→ **Brief**
The lines of the records that include "lake" should all be copied.

-------------------------

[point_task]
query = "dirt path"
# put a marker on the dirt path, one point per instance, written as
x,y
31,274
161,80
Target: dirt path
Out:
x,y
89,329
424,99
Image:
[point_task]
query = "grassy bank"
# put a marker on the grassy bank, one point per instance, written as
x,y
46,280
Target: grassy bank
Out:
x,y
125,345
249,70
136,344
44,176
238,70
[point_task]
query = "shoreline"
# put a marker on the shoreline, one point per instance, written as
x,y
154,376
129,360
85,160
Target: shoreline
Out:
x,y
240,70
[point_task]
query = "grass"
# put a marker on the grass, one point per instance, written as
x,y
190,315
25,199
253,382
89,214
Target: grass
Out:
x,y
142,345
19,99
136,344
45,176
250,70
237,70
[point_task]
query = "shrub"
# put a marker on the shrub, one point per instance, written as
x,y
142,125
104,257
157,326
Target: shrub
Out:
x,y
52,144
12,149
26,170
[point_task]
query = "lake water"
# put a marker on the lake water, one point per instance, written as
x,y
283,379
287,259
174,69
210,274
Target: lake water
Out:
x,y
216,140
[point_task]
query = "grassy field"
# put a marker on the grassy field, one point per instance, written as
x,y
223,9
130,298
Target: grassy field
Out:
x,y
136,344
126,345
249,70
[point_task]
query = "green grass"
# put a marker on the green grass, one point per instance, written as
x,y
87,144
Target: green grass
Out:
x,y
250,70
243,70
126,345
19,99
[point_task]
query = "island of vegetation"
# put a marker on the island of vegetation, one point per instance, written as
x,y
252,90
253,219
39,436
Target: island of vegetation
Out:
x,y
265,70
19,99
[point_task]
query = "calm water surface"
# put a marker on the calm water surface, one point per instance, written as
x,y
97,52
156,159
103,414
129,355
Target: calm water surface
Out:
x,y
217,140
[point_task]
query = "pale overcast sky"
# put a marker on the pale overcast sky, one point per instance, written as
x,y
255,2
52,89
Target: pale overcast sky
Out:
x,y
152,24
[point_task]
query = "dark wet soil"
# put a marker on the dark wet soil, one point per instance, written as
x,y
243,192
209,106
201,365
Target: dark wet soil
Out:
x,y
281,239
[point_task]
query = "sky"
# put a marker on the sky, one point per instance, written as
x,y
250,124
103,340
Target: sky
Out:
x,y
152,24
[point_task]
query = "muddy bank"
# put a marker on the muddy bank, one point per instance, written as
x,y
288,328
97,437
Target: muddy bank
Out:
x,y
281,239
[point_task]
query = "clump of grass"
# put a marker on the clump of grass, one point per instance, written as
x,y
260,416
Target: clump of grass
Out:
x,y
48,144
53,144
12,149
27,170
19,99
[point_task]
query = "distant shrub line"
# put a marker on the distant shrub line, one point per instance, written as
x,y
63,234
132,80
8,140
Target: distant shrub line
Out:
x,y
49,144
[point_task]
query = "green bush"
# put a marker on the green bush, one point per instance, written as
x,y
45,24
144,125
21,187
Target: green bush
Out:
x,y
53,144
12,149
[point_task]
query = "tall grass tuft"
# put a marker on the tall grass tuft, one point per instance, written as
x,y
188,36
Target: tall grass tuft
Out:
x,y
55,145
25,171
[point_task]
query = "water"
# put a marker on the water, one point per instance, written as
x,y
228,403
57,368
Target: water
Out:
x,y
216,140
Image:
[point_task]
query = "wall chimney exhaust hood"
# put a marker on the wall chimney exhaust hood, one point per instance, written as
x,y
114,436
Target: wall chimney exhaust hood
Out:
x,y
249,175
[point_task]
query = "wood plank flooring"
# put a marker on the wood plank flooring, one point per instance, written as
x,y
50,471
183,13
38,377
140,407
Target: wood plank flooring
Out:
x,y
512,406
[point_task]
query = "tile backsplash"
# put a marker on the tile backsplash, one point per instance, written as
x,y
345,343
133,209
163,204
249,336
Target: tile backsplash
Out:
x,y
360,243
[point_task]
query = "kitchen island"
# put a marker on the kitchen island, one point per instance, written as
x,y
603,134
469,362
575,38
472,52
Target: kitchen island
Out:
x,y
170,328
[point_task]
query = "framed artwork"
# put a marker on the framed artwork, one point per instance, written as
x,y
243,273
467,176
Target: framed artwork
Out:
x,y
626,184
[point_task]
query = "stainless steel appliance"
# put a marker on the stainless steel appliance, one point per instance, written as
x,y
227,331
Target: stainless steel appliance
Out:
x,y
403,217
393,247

-------------------------

→ **Reply to the task**
query = "lake water"
# put a marker on the lake water, one point per instance, written as
Target: lake water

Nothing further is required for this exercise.